Position identification records:

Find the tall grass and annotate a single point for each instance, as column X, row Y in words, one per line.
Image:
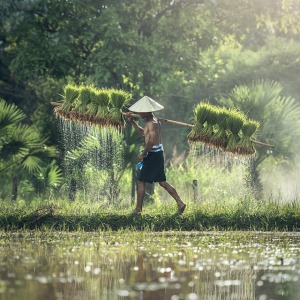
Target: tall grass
column 225, row 203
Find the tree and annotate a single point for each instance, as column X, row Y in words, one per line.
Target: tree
column 23, row 153
column 279, row 117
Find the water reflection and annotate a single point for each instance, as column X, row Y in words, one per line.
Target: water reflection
column 149, row 266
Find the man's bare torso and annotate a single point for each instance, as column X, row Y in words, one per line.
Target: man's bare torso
column 152, row 131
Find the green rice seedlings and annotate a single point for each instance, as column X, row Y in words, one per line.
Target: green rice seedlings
column 210, row 127
column 200, row 118
column 220, row 137
column 92, row 107
column 103, row 100
column 119, row 100
column 71, row 93
column 235, row 122
column 83, row 99
column 245, row 145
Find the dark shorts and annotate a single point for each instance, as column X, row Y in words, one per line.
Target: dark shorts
column 153, row 169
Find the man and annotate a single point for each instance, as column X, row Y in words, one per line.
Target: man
column 152, row 157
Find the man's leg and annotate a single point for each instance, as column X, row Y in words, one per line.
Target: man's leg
column 140, row 196
column 171, row 190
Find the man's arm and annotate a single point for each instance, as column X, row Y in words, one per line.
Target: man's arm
column 152, row 131
column 138, row 128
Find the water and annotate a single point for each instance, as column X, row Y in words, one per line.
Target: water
column 133, row 265
column 93, row 160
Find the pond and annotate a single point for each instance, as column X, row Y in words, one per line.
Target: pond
column 146, row 265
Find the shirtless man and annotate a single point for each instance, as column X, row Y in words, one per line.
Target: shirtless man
column 152, row 156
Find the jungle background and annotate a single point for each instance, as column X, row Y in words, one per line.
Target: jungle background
column 243, row 54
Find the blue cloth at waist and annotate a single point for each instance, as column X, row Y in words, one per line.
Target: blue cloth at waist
column 157, row 148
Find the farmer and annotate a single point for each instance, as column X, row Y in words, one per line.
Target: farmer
column 152, row 157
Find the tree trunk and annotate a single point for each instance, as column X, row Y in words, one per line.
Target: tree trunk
column 14, row 193
column 133, row 183
column 72, row 189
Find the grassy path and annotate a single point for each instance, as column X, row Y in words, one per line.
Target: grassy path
column 71, row 217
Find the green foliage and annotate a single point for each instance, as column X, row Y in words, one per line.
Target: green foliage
column 23, row 153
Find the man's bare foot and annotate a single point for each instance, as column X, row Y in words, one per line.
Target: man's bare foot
column 181, row 209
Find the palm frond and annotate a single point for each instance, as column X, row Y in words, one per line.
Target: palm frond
column 10, row 115
column 32, row 164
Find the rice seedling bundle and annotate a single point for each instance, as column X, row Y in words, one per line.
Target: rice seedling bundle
column 118, row 100
column 235, row 121
column 211, row 125
column 220, row 137
column 88, row 105
column 83, row 99
column 245, row 145
column 201, row 112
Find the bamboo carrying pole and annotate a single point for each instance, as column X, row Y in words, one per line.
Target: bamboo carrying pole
column 191, row 125
column 127, row 114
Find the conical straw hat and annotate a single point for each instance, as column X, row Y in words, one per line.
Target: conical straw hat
column 145, row 104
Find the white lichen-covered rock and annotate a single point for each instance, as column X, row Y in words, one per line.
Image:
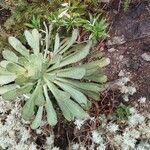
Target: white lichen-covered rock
column 146, row 57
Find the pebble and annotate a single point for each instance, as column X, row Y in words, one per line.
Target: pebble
column 121, row 73
column 111, row 50
column 146, row 57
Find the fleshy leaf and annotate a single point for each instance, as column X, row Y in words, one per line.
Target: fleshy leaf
column 33, row 40
column 13, row 94
column 17, row 45
column 10, row 56
column 82, row 85
column 57, row 43
column 70, row 109
column 28, row 108
column 38, row 118
column 7, row 78
column 51, row 114
column 97, row 78
column 14, row 68
column 76, row 56
column 74, row 73
column 6, row 88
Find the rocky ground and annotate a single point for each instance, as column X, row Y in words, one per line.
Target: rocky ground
column 128, row 48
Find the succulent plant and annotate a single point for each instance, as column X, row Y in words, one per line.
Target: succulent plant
column 52, row 74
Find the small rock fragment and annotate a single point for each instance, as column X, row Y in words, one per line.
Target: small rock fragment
column 121, row 73
column 146, row 57
column 111, row 50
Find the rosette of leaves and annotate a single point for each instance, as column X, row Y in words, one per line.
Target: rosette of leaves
column 50, row 78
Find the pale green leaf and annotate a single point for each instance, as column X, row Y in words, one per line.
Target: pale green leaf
column 76, row 56
column 14, row 93
column 70, row 109
column 40, row 100
column 7, row 78
column 17, row 45
column 57, row 43
column 4, row 63
column 74, row 73
column 38, row 118
column 71, row 41
column 33, row 40
column 59, row 95
column 51, row 113
column 28, row 108
column 82, row 85
column 97, row 78
column 6, row 88
column 14, row 68
column 10, row 56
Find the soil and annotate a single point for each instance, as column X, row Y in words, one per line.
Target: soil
column 4, row 14
column 129, row 38
column 134, row 27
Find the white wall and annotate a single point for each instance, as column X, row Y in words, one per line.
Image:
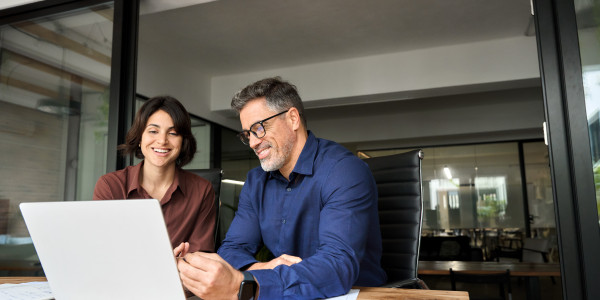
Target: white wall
column 160, row 74
column 464, row 65
column 480, row 117
column 432, row 76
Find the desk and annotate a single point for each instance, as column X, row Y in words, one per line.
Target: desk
column 374, row 293
column 531, row 271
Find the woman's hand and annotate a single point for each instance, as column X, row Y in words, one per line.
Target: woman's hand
column 284, row 259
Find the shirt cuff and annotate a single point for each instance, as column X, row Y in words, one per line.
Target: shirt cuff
column 269, row 284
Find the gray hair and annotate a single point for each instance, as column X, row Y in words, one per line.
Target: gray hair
column 280, row 95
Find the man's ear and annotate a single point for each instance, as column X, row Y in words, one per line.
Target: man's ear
column 295, row 118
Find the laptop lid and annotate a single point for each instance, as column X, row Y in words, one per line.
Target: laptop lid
column 113, row 249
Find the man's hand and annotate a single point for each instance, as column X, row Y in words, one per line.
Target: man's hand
column 284, row 259
column 208, row 276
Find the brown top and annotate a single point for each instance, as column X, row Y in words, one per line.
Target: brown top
column 188, row 205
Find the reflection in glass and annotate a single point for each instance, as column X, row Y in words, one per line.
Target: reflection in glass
column 588, row 30
column 54, row 83
column 485, row 189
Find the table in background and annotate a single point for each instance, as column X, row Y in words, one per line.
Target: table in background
column 531, row 271
column 365, row 292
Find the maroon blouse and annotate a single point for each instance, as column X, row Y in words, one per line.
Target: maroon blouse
column 188, row 205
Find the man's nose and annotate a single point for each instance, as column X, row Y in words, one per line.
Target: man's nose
column 253, row 141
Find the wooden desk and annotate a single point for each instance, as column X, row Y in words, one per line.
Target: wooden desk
column 407, row 294
column 531, row 271
column 365, row 293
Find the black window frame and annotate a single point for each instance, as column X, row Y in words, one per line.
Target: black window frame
column 569, row 148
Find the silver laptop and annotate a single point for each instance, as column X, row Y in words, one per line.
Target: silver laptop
column 116, row 249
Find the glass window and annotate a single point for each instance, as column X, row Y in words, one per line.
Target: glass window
column 54, row 89
column 477, row 190
column 589, row 46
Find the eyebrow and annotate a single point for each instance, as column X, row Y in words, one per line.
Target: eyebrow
column 156, row 125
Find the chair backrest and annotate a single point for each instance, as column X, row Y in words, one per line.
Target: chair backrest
column 213, row 175
column 399, row 187
column 535, row 250
column 502, row 279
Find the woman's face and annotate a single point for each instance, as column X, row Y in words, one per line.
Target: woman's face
column 160, row 143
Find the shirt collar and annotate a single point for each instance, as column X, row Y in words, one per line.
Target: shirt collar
column 305, row 162
column 133, row 179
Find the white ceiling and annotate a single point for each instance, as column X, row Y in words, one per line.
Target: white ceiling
column 238, row 36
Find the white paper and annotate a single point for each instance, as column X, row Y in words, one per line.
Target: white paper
column 352, row 295
column 26, row 291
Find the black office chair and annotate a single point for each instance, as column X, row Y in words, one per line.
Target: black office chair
column 399, row 187
column 214, row 176
column 477, row 284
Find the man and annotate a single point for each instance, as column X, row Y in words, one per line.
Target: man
column 312, row 204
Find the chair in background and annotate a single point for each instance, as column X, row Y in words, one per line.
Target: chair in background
column 399, row 187
column 536, row 250
column 213, row 175
column 477, row 284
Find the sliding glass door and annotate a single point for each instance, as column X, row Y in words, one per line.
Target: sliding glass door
column 56, row 68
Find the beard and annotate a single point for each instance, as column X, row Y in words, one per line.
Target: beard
column 278, row 156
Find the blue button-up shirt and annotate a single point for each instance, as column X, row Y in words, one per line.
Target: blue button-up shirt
column 325, row 214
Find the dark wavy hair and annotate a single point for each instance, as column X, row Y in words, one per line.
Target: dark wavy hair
column 181, row 120
column 280, row 95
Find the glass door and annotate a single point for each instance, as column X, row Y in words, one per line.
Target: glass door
column 588, row 29
column 54, row 103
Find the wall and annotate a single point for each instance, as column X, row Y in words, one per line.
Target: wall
column 469, row 92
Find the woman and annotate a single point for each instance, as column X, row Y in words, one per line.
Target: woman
column 161, row 135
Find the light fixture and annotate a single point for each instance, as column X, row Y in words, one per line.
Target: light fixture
column 447, row 172
column 59, row 106
column 231, row 181
column 362, row 155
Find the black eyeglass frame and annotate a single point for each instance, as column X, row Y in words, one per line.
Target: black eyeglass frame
column 244, row 135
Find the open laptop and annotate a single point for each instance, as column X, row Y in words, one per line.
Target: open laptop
column 115, row 249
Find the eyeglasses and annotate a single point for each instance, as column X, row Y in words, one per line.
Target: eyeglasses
column 257, row 129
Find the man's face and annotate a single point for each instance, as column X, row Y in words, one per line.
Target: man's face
column 274, row 149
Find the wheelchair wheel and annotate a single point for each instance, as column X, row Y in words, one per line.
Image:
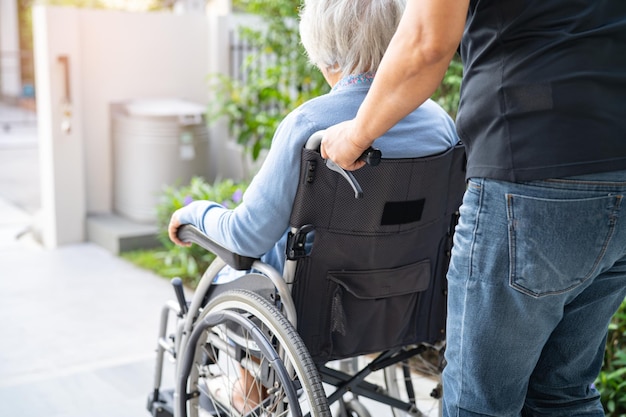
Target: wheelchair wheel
column 235, row 376
column 418, row 380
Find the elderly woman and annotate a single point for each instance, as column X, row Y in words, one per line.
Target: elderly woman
column 346, row 40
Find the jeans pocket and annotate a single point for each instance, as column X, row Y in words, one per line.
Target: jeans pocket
column 556, row 244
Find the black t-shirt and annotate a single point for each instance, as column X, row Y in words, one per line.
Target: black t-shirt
column 544, row 88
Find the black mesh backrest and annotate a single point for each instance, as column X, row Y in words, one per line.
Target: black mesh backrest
column 375, row 277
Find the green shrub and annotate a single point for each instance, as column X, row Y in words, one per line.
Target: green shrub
column 277, row 77
column 612, row 379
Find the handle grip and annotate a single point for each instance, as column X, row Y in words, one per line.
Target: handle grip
column 371, row 156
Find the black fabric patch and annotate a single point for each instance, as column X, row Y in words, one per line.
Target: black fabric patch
column 402, row 212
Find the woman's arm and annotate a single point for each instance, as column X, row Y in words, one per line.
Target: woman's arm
column 413, row 66
column 254, row 227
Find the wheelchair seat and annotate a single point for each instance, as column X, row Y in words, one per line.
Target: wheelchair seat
column 374, row 278
column 363, row 276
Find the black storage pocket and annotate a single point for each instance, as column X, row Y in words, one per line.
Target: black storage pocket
column 372, row 311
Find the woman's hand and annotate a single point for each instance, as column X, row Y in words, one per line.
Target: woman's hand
column 172, row 230
column 340, row 145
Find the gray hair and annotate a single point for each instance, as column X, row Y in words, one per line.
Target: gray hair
column 348, row 36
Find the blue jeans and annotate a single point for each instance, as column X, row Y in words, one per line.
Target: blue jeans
column 537, row 271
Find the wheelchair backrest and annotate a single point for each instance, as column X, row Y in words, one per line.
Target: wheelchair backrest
column 374, row 278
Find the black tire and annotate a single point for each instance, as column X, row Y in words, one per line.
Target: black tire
column 224, row 348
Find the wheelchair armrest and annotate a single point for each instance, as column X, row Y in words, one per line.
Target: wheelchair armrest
column 189, row 233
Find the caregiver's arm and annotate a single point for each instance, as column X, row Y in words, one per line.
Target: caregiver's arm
column 413, row 66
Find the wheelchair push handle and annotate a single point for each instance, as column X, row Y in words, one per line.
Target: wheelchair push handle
column 371, row 157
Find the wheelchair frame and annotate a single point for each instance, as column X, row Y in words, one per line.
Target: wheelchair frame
column 298, row 380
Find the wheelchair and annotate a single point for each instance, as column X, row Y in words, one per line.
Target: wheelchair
column 353, row 324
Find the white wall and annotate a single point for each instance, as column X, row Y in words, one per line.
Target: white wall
column 114, row 56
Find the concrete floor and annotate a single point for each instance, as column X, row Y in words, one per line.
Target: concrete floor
column 78, row 325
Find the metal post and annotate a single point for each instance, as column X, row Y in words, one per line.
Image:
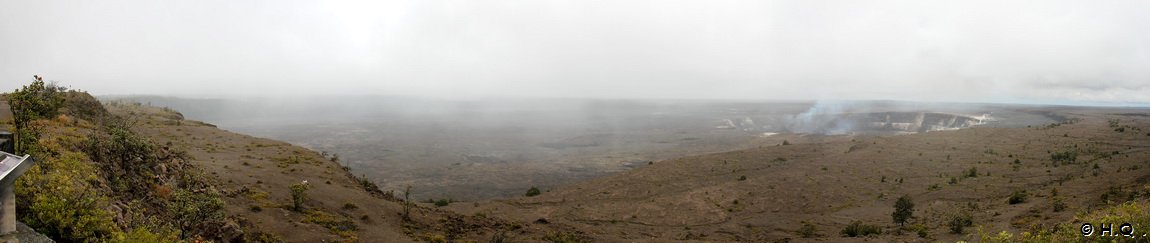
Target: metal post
column 8, row 211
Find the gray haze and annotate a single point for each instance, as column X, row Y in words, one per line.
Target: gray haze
column 1059, row 52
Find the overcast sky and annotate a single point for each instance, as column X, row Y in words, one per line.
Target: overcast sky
column 1060, row 52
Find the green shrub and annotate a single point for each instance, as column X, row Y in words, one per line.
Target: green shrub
column 807, row 230
column 534, row 191
column 1018, row 197
column 442, row 203
column 298, row 195
column 192, row 209
column 565, row 237
column 857, row 228
column 904, row 209
column 958, row 222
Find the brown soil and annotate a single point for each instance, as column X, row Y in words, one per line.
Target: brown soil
column 828, row 181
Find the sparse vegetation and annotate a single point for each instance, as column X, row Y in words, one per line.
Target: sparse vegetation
column 1018, row 197
column 958, row 222
column 904, row 210
column 531, row 192
column 566, row 237
column 298, row 195
column 857, row 228
column 97, row 180
column 807, row 230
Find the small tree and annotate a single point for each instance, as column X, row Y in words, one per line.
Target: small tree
column 298, row 194
column 904, row 209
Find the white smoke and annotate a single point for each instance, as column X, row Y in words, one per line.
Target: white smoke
column 822, row 118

**Set problem**
Rewrite the stretch from the start of the records through the line containing "column 279, row 117", changing "annotate" to "mark" and keeping everything else the same. Omit the pictures from your answer.

**Finished exercise**
Find the tall grass and mark a single point for each instance, as column X, row Y in words, one per line.
Image:
Target: tall grass
column 225, row 203
Find the tree and mark a single point for each instance, as column X, row Y in words, one per line.
Target: tree
column 23, row 153
column 279, row 117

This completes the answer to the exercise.